Tekst dokumentu:
━━━━━━━━━━━━━━━━━━━━

Wpis z mikrobloga

@Skorupczak: Właśnie są osoby co biorą na poważnie. Jakaś Pani czy tam Pan, nie wiem bo oczywiście wspólne konto już płaczą, że on powinien z bratem porozmawiać a nie takie rzeczy wypisywać itp. xd a reszta to taka podniecona, że ojejku.. słowo "#!$%@?" wow ale świetne no pozdro z podłogi, co druga osoba pozdrawia z tej podłogi, podziwia jego styl pisarski itp no bez jaj
@Saper9: @ken-doubt: Ludzie, weźcie ogarnijcie, że nie każdy piwniczy i zna na pamięć wszystkie pasty z czanów, czy wypoków. To po pierwsze.

━━━━━━━━━━━━━━━━━━━━

Podane wiersze:
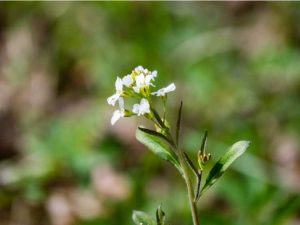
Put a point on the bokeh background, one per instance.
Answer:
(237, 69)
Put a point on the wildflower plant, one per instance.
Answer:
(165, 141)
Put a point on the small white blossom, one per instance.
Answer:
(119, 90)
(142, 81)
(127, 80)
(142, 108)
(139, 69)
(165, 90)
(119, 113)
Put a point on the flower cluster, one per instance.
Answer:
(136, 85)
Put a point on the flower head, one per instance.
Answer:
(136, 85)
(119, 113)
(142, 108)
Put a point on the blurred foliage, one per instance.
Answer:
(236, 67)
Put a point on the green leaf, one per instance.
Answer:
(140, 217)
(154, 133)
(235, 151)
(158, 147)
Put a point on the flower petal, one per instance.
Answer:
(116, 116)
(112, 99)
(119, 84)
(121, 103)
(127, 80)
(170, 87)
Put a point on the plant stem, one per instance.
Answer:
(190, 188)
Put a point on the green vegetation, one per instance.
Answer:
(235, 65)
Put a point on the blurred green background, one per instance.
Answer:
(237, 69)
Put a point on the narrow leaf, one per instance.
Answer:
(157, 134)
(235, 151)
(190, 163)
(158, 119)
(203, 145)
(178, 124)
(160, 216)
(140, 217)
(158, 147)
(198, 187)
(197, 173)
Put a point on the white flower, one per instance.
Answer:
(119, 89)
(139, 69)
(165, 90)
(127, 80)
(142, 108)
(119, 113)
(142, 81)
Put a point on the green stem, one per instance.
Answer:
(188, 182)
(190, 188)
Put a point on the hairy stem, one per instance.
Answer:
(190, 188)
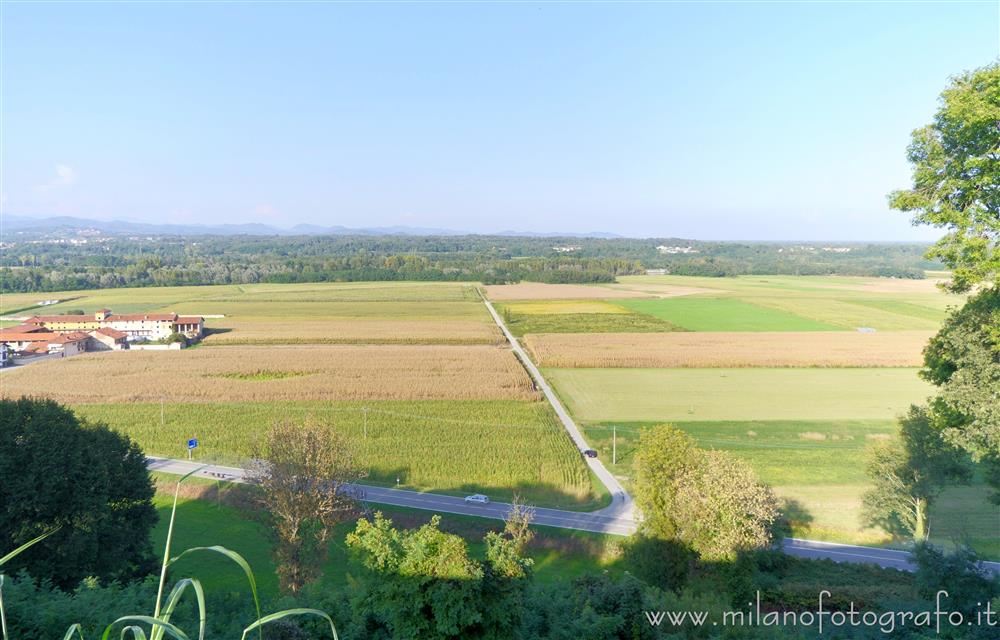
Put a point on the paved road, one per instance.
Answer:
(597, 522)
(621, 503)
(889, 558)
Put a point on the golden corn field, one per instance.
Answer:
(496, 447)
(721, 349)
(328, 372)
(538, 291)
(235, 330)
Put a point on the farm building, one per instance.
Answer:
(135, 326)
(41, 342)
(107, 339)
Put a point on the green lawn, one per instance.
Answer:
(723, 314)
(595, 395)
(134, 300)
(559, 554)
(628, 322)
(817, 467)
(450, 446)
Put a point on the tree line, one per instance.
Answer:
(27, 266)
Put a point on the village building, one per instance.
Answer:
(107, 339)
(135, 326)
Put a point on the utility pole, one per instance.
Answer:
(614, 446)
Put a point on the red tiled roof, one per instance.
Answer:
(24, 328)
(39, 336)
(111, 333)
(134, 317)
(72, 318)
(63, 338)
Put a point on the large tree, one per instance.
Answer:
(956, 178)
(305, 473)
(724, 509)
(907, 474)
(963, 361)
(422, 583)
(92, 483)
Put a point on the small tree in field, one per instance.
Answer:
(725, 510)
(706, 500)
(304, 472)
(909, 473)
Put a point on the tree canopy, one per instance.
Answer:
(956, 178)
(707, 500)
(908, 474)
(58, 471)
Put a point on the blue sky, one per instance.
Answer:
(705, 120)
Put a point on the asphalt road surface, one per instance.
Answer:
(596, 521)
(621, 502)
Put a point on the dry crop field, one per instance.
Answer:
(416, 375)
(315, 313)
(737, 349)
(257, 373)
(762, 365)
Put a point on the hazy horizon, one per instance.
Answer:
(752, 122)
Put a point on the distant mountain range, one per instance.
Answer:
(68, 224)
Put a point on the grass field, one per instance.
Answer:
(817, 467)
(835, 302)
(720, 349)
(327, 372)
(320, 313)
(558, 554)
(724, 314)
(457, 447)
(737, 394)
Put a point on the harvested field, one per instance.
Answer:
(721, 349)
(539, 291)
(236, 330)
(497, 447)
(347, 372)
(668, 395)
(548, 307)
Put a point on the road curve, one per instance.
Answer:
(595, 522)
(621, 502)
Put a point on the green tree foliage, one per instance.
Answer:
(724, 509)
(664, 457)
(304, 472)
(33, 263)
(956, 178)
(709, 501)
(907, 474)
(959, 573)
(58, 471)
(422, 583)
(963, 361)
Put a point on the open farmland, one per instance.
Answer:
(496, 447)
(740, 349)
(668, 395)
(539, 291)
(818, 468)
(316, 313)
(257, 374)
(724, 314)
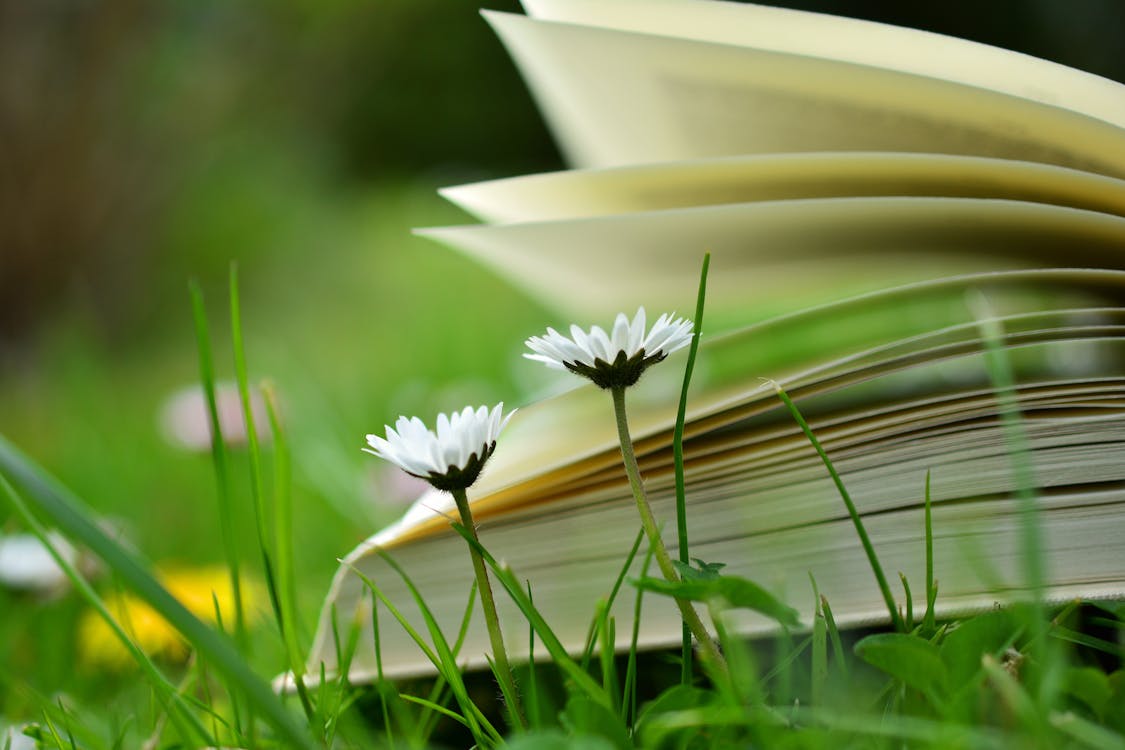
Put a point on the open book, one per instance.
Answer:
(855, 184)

━━━━━━━━━━━━━━━━━━━━

Zadania do wykonania:
• a. Odpowiedz krótko na pytania do wpisu z mikrobloga:
(i) Co według @Skorupczak powinien zrobić „on” zdaniem osób biorących sprawę na poważnie?
(ii) Skąd według @Skorupczak pozdrawia co druga osoba?
(iii) Skąd pochodzą pasty, o których pisze @Saper9?
• b. Przedstaw w formie krótkiej listy akapit wpisu z mikrobloga zaczynający się od słów „Właśnie są osoby co biorą na poważnie”. Zachowaj jego główne fakty.
• c. Ustal, czy poniższe stwierdzenia zgadzają się z wpisem z mikrobloga. Przy każdym odpowiedz „tak” lub „nie” i przytocz rozstrzygające słowa tekstu.
(i) @Saper9 zauważa, że nie każdy zna na pamięć wszystkie pasty.
(ii) Według @Skorupczak nikt nie podziwia jego stylu pisarskiego.
(iii) @Skorupczak wie, czy na wspólnym koncie pisze Pani, czy Pan.

Oczekiwane odpowiedzi:
• a.
(i) Porozmawiać z bratem, a nie wypisywać takie rzeczy.
(ii) Z podłogi.
(iii) Z czanów i wypoków.

• b.
- Niektóre osoby biorą sprawę na poważnie.
- Ktoś piszący ze wspólnego konta, więc nie wiadomo, czy Pani, czy Pan, narzeka, że on powinien porozmawiać z bratem, zamiast wypisywać takie rzeczy.
- Reszta jest podekscytowana słowem „#!$%@?”.
- Co druga osoba pozdrawia „z podłogi”.
- Ludzie podziwiają jego styl pisarski.

• c.
(i) Tak: „nie każdy piwniczy i zna na pamięć wszystkie pasty z czanów, czy wypoków”.
(ii) Nie: „podziwia jego styl pisarski”.
(iii) Nie: „nie wiem bo oczywiście wspólne konto”.